SOURCE EXTRACT:
— begin —

About Telegraf

Telegraf is an open source monitoring agent. It runs as a Go program or in a container. It is an efficient agent with a large base of plugins for many sources, but has a lot of configuration options, and we consider our support for it an advanced feature. GroundWork supports monitoring resources with Telegraf, and the 1.21.1 version of Telegraf includes the GroundWork Output plugin which makes it easier to use with GroundWork servers (CE or EE).

System Requirements 

You can run Telegraf according to the Telegraf documentation or in a container. Running Telegraf in a Docker container is easy, and GroundWork supports this, either on a GroundWork server or wherever you run your Docker containers. We prefer this method and cover it in this document. We have even created our own downstream container with a little bit of scripting to make it easier to use in a GroundWork server context. 

You will need:

  • A GroundWork server to receive the metrics gathered by Telegraf, available on a configurable TCP port
  • A telegraf-docker container supplied by GroundWork, with the GroundWork Output plugin included (Telegraf 1.21.1 or later) 
  • Internet access from the GroundWork server (or you can also separately pull and load the Docker image)
  • Network access from the GroundWork server to the assets you want to poll with Telegraf
  • Root access to your GroundWork server, if you want to use Telegraf to process SNMP Traps or otherwise listen on ports below TCP/1024

Deployment Options

How you deploy Telegraf is up to you. Telegraf itself is just a Go executable with configuration files. Where and how you run it is up to you, and there are too many possible options to list. These instructions will get you going with a Telegraf container on a GroundWork server, but there's no reason you can't configure Telegraf running somewhere else to post data to a GroundWork server. All you need to do is configure it correctly.  

You can use the GroundWork Output plugin as we will describe, but it's also possible to set up Telegraf to collect and host metrics in Prometheus Exposition format, which can be polled at a specific URL by the GroundWork TCG-APM connector. 

Why would you do this? Well, if you are running a few Telegraf agents and you want to be able to centrally turn on and off the importing of metrics on each to GroundWork without touching the agents, this is a good way to go. You can manage the Telegraf instances the APM connector polls from the APM configuration screen in GroundWork Monitor. It's also good if you are used to the Prometheus format Telegraf uses and want to keep using it.

Conversely, you wouldn't want to do this if you are usingTelegraf to poll assets you can connect to from the GroundWork server - just use the containerized Telegraf with the GroundWork Output plugin and input plugins that poll those assets. Similarly, if you are using Telegraf passively to listen for messages like Syslog or SNMP Traps, then it makes sense to use the GroundWork Output plugin to immediately forward these to GroundWork, rather than poll them with the APM connector. You may miss data if the APM polling interval is longer than the gap between messages.

— end —

RECORD EXTRACTS:
— begin —

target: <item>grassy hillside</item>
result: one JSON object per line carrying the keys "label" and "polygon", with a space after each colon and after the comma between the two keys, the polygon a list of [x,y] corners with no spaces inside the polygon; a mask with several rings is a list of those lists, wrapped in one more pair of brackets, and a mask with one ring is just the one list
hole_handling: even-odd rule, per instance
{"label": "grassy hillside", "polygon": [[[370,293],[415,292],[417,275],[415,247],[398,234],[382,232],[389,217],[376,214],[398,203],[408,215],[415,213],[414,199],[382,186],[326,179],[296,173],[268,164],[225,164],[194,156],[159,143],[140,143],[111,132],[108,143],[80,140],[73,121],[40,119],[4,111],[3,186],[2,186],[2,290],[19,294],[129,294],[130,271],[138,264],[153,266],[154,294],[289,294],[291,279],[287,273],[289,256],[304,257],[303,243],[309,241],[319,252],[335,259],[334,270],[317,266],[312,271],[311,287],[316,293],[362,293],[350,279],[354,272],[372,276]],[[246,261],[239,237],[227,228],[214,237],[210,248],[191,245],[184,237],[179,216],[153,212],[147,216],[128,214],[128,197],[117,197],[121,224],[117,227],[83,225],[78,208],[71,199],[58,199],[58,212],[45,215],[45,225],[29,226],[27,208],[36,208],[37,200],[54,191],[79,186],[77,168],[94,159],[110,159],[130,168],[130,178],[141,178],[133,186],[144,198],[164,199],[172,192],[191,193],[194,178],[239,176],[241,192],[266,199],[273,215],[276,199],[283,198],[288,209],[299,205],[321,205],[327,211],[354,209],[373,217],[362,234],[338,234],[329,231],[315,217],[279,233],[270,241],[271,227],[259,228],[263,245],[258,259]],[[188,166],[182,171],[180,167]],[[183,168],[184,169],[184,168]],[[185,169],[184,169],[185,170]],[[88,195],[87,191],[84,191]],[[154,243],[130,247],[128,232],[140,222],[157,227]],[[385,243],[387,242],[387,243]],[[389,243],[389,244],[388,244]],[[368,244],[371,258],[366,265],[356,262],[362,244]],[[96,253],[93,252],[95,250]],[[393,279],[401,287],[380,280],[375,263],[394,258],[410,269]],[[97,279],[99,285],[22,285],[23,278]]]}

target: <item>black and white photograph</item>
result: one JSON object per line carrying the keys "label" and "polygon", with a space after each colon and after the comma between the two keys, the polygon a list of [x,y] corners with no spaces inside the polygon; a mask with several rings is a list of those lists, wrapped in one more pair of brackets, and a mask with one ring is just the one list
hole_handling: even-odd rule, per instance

— end —
— begin —

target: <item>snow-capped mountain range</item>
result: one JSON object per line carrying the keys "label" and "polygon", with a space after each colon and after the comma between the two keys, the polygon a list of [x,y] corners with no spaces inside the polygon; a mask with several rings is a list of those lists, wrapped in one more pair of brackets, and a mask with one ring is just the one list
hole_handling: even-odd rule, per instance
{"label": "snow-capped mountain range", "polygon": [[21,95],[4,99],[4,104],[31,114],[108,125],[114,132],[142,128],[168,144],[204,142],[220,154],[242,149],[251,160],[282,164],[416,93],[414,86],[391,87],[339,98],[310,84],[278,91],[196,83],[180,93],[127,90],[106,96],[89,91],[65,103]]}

— end —

REQUIRED WORK: Reproduce word for word the passage of the Telegraf overview above, from "Deployment Options" up to and including "GroundWork TCG-APM connector.".

FULL RESPONSE:
Deployment Options

How you deploy Telegraf is up to you. Telegraf itself is just a Go executable with configuration files. Where and how you run it is up to you, and there are too many possible options to list. These instructions will get you going with a Telegraf container on a GroundWork server, but there's no reason you can't configure Telegraf running somewhere else to post data to a GroundWork server. All you need to do is configure it correctly.  

You can use the GroundWork Output plugin as we will describe, but it's also possible to set up Telegraf to collect and host metrics in Prometheus Exposition format, which can be polled at a specific URL by the GroundWork TCG-APM connector.